*DATASET:*
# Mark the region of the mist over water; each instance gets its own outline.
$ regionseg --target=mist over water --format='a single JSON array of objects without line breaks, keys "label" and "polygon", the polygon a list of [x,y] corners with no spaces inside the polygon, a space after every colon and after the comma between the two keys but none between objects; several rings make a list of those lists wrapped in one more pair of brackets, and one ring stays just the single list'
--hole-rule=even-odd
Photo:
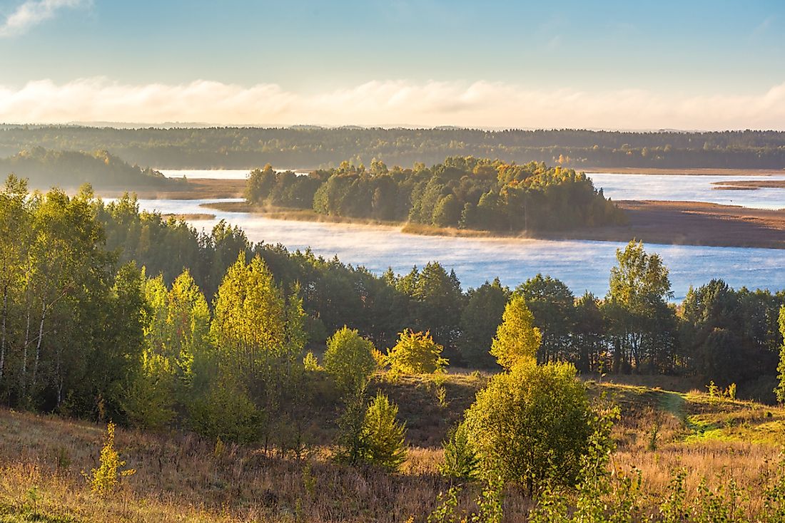
[{"label": "mist over water", "polygon": [[[167,178],[213,178],[216,180],[245,180],[250,169],[157,169]],[[276,169],[281,173],[286,169]],[[300,175],[307,169],[292,169]],[[714,182],[733,180],[785,180],[782,176],[703,176],[619,174],[616,173],[587,173],[594,187],[603,190],[612,200],[676,200],[708,202],[725,205],[741,205],[751,209],[785,208],[785,188],[761,187],[754,191],[717,189]]]},{"label": "mist over water", "polygon": [[[167,178],[188,178],[199,180],[245,180],[252,169],[156,169],[156,171]],[[283,173],[285,169],[274,169],[276,173]],[[301,169],[294,170],[295,174],[308,174]]]},{"label": "mist over water", "polygon": [[586,174],[594,187],[602,188],[612,200],[674,200],[707,202],[750,209],[785,208],[785,188],[760,187],[755,190],[720,189],[714,182],[783,180],[785,175],[772,176],[617,174]]},{"label": "mist over water", "polygon": [[[626,176],[626,175],[625,175]],[[227,200],[221,200],[225,202]],[[242,200],[230,200],[242,201]],[[515,286],[537,273],[564,281],[575,294],[608,292],[615,250],[624,244],[584,240],[466,238],[405,234],[395,227],[347,223],[271,220],[246,212],[227,212],[201,207],[216,200],[140,200],[141,209],[178,214],[212,213],[213,220],[190,220],[206,231],[221,219],[242,227],[252,242],[283,244],[290,251],[310,247],[327,258],[363,265],[376,274],[389,267],[408,272],[437,260],[453,269],[464,289],[476,287],[498,276]],[[670,270],[674,298],[684,298],[689,286],[714,278],[733,287],[785,288],[785,249],[700,247],[648,244]]]}]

*THE PROBLEM:* Copy the records above line for line, with the pictures left out.

*WRITTEN RESPONSE:*
# Mark the region of the mist over water; each instance gets its own outline.
$ regionseg --target=mist over water --format='a single JSON array of objects without line breaks, keys "label" and "polygon", the polygon a list of [x,y] corners with no spaces inside the polygon, a space after every colon and after the comma between the two keys but none between objects; several rings make a list of those lists wrapped in one more pair of brackets, and one ring stays just the single list'
--hole-rule=even-odd
Photo:
[{"label": "mist over water", "polygon": [[[167,178],[213,178],[216,180],[245,180],[250,169],[157,169]],[[276,169],[281,173],[286,169]],[[300,175],[307,169],[292,169]],[[714,182],[733,180],[785,180],[782,176],[703,176],[619,174],[616,173],[587,173],[594,187],[603,190],[612,200],[676,200],[708,202],[725,205],[741,205],[751,209],[785,208],[785,188],[761,187],[754,191],[717,189]]]},{"label": "mist over water", "polygon": [[[167,178],[188,178],[199,180],[245,180],[252,169],[156,169],[156,171]],[[283,173],[285,169],[274,169],[276,173]],[[301,169],[294,170],[295,174],[308,174]]]},{"label": "mist over water", "polygon": [[586,174],[594,187],[602,188],[612,200],[674,200],[707,202],[750,209],[785,208],[785,188],[760,187],[755,190],[720,189],[714,182],[783,180],[785,175],[772,176],[617,174]]},{"label": "mist over water", "polygon": [[[626,176],[626,175],[625,175]],[[227,200],[221,200],[225,202]],[[242,200],[230,200],[242,201]],[[515,286],[537,273],[564,281],[575,294],[608,292],[615,250],[624,244],[584,240],[466,238],[405,234],[395,227],[347,223],[271,220],[246,212],[227,212],[201,207],[216,200],[140,200],[141,209],[178,214],[212,213],[213,220],[190,220],[206,231],[221,219],[242,227],[252,242],[283,244],[290,251],[310,247],[327,258],[363,265],[376,274],[389,267],[408,272],[437,260],[453,269],[464,289],[476,287],[498,276]],[[670,270],[674,298],[684,298],[689,286],[714,278],[733,287],[785,288],[785,249],[700,247],[648,244]]]}]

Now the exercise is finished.